INSTRUCTIONS TO FOLLOW => Only lines holding "above" are wanted; copy each of them from the records below.

MATERIAL FOR THE TASK =>
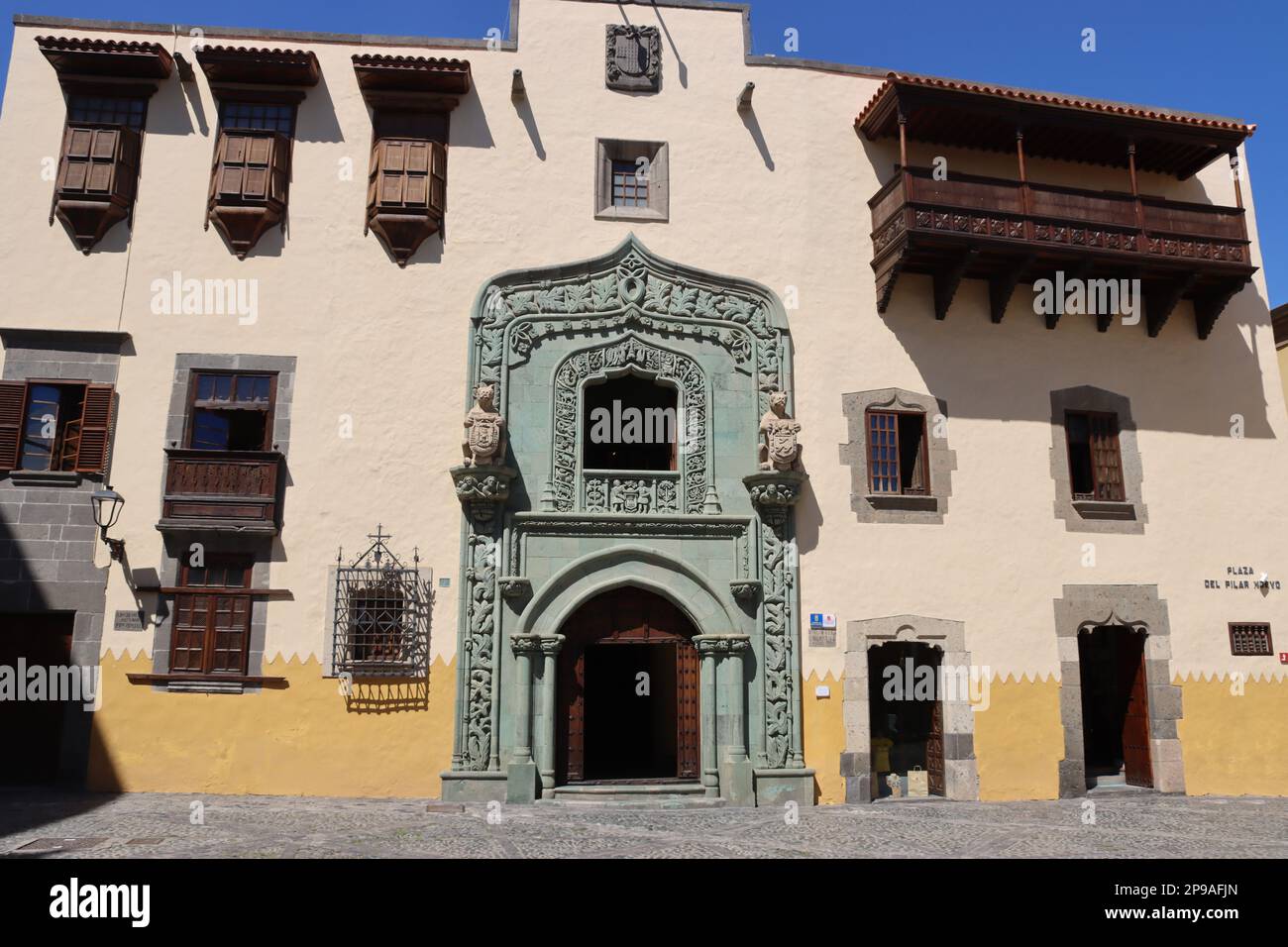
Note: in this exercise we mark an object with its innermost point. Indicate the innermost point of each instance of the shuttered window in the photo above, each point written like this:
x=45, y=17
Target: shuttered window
x=47, y=425
x=98, y=162
x=410, y=175
x=1095, y=458
x=1250, y=639
x=897, y=453
x=211, y=622
x=250, y=167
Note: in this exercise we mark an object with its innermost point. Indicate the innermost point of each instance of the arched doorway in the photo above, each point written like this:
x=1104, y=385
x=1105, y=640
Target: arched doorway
x=907, y=714
x=627, y=692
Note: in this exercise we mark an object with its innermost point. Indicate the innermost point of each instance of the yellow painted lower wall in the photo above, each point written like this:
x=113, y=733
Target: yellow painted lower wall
x=393, y=740
x=1019, y=740
x=823, y=735
x=1234, y=745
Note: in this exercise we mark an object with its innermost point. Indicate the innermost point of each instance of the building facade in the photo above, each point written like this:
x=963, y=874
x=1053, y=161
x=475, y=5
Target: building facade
x=967, y=410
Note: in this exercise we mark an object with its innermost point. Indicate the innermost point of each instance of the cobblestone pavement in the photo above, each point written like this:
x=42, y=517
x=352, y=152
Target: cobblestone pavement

ANSWER TO THE PROBLEM =>
Note: in this exercise we mark an object with its innermost point. Indicate the innermost point of each instance of the shuttered window in the photo above, each point written like this:
Note: in this exercise we mark an object with its innermost point. Indicate the innermost point of each instance of the arched doorway in the photo above, each point written like this:
Note: in this exercise we mark an object with its innermost point. Indicate the innermost point of each instance of the yellow painted lower wall in the photo above, each point written like this:
Note: in this exercise we mark an object with its innermost point. Indicate the innermost point of each instance of the building facade in the photo above, each point written like this:
Note: in this exercise we mark an object with its innermost point. Indicate the innermost point of each instance of the cobblestone pavement in the photo above, each point written like this:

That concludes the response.